Beaten missionaries plan to return to Africa
CALGARY, AB—A missionary couple who were brutally attacked at their Kenyan farm says fear will not stop them from returning to Africa—but they won't go back to Kenya.
John and Eloise Bergen, missionaries with Kelowna-based Hope for the Nations, have emphasized that forgiveness has not only freed them from anger, it has given them courage to return to Africa and continue their work with orphans.
"There are, unbelievably, many, many opportunities opening up to us," says John, 70. He laughed and joked while meeting with Calgary media in August, while Eloise, 66, sat quietly beside him. "I know why I'm alive today. I'm not alive to stay home and fossilize. I have to go and finish the job," John declared.
John says they will not return to Kenya, where he and Eloise were attacked.
As a precaution, Hope for the Nations will no longer allow its missionaries to live on farms like the one the Bergens lived on. The organization will also provide security measures such as steel gates and guard dogs.
The Bergens were attacked the evening of July 9 by six men, two of whom had been hired to protect them. Brandishing sticks and machetes, they jumped John from behind in the dark, slashed his legs, broke both his arms and threw him into the bushes, leaving him for dead.
"This man wrestled me to the ground and had me in such a tight headlock that I couldn't breathe. All I could say was 'Jesus, help me,' John said, his hands clutching his own throat as he recalled the incident. "The sticks came down and the machetes came down on my body—the pain was incredibly great, but there was also something else so unexplainable—almost like there was a hand between the stick and the impact on my body."
John said that as it was happening, he was wondering why it didn't hurt more than it did.
"When you go through something like that, you just have to thank the Lord. How can you do anything else? There had to be angels protecting me."

(EXERCISE DATA)
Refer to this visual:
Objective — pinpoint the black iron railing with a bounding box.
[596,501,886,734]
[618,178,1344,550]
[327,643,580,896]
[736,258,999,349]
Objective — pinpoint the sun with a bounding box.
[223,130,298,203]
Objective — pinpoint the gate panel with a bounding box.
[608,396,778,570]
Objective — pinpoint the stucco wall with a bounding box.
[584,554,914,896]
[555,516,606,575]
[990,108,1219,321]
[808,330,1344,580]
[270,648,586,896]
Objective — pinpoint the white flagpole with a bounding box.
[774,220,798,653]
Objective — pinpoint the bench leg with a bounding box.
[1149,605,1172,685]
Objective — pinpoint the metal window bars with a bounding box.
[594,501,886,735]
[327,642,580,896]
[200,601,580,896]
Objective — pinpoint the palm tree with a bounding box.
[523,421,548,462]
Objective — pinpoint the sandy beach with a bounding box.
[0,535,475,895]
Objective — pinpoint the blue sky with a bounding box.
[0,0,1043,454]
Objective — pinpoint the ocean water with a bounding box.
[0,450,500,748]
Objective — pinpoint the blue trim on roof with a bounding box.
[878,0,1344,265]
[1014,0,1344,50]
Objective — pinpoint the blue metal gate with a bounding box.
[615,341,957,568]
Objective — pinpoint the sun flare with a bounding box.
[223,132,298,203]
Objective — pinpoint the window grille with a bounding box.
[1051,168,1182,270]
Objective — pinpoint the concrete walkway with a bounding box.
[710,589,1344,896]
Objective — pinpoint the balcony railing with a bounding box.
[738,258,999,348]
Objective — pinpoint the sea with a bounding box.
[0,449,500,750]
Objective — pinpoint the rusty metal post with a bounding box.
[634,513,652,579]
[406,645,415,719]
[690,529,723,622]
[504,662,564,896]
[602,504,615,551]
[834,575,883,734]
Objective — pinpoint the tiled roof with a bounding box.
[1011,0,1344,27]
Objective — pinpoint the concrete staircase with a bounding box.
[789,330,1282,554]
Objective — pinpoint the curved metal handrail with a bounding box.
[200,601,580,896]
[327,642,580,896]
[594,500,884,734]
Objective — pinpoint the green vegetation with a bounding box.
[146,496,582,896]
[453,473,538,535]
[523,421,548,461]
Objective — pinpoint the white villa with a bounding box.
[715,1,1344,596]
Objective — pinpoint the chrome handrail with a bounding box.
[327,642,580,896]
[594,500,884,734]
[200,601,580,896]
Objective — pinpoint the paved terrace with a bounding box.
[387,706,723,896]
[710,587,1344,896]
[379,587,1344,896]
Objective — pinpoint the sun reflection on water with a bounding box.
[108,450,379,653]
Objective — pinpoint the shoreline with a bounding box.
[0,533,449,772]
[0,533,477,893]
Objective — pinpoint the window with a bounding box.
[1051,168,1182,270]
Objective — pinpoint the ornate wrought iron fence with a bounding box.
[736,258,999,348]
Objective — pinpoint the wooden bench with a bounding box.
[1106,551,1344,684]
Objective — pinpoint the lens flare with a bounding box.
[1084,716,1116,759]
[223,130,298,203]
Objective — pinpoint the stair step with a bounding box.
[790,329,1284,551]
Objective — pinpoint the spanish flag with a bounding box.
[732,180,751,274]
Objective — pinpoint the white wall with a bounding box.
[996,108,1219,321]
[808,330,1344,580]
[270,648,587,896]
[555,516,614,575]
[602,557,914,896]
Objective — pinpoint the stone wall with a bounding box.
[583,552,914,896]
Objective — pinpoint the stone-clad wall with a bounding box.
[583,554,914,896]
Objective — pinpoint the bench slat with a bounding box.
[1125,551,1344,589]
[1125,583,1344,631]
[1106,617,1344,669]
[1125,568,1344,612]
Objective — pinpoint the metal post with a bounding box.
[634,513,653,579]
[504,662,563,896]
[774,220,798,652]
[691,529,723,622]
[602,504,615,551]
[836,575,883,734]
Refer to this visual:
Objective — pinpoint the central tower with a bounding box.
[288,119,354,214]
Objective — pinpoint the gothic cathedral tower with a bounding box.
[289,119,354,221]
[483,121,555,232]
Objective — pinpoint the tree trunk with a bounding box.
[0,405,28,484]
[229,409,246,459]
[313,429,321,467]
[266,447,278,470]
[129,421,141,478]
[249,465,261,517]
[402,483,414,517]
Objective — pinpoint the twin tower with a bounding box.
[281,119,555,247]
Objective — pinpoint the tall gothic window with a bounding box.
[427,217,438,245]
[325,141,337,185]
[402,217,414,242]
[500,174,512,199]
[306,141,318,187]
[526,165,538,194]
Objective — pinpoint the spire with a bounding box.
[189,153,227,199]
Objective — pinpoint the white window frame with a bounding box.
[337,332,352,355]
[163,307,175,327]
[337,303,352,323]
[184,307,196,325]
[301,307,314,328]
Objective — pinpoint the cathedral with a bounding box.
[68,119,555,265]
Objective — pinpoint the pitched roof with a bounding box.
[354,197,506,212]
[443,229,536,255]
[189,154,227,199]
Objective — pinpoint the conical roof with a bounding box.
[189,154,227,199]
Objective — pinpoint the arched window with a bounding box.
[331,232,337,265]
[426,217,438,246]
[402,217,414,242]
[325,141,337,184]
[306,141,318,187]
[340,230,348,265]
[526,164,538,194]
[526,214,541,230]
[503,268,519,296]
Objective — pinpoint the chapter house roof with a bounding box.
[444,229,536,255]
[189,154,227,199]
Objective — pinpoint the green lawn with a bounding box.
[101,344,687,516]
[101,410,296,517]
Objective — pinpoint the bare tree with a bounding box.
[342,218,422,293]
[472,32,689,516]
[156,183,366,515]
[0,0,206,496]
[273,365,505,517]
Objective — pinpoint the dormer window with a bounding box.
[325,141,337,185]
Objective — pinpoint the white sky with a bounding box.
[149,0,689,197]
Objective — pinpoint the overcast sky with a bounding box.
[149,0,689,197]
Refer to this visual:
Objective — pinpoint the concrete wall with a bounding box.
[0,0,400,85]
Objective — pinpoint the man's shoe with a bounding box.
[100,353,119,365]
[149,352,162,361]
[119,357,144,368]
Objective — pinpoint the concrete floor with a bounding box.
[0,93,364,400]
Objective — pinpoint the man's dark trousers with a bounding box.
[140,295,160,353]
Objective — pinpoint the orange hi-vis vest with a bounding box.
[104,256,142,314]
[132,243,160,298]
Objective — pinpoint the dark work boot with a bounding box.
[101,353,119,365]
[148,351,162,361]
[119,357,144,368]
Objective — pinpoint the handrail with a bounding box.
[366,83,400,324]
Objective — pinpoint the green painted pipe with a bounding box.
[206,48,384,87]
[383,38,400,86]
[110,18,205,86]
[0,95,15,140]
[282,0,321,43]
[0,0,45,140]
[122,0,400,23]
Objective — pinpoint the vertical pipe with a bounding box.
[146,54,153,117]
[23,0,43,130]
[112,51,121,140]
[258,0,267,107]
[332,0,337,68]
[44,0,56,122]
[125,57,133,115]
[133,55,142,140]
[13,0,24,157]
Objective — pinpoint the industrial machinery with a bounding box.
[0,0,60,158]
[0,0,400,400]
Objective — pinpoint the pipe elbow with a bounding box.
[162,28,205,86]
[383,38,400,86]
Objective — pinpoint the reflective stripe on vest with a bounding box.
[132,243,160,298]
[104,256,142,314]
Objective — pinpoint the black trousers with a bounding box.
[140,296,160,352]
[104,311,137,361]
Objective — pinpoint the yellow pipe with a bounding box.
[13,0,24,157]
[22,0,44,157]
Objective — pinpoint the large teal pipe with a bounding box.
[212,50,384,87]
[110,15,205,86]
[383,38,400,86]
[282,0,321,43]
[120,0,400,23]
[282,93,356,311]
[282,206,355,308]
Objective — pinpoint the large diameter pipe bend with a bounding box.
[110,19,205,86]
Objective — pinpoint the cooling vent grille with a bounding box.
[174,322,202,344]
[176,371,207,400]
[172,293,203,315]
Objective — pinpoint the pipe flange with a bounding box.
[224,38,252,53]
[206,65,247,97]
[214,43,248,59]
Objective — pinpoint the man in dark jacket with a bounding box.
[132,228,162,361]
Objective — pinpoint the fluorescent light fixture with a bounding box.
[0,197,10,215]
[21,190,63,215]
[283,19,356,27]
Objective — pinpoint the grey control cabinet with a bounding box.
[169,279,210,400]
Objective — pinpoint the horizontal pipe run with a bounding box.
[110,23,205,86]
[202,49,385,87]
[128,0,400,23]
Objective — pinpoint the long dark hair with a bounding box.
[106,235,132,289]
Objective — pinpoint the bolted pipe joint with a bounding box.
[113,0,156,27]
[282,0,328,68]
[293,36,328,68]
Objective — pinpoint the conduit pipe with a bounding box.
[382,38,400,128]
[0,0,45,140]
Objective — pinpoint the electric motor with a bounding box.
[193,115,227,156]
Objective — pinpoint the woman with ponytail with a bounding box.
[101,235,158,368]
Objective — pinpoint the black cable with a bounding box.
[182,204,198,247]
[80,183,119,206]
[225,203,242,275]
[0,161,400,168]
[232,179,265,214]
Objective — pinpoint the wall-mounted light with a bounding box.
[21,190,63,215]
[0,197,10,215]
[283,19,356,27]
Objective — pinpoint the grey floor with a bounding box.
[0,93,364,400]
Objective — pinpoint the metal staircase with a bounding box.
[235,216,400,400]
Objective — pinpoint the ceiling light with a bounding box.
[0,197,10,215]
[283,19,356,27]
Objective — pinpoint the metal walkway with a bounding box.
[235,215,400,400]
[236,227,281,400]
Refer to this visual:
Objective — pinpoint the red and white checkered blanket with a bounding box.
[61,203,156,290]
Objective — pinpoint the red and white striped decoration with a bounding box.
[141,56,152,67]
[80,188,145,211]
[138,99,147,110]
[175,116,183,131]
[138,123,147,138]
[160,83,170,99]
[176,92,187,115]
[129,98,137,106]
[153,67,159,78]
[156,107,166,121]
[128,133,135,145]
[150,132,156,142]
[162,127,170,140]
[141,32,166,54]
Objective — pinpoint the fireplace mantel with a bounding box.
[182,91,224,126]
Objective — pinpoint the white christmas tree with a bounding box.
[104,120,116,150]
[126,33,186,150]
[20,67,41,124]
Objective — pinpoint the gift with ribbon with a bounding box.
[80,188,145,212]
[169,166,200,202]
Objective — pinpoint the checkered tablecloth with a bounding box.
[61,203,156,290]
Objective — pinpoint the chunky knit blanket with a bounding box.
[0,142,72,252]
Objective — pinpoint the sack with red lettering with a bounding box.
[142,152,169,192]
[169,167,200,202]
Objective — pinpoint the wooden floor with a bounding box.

(INSTRUCTIONS TO FOLLOW)
Extract, word for word, the passage of the article about the beaten missionaries, everything from "John and Eloise" down to "and guard dogs.".

(OUTPUT OF THE TASK)
John and Eloise Bergen, missionaries with Kelowna-based Hope for the Nations, have emphasized that forgiveness has not only freed them from anger, it has given them courage to return to Africa and continue their work with orphans.
"There are, unbelievably, many, many opportunities opening up to us," says John, 70. He laughed and joked while meeting with Calgary media in August, while Eloise, 66, sat quietly beside him. "I know why I'm alive today. I'm not alive to stay home and fossilize. I have to go and finish the job," John declared.
John says they will not return to Kenya, where he and Eloise were attacked.
As a precaution, Hope for the Nations will no longer allow its missionaries to live on farms like the one the Bergens lived on. The organization will also provide security measures such as steel gates and guard dogs.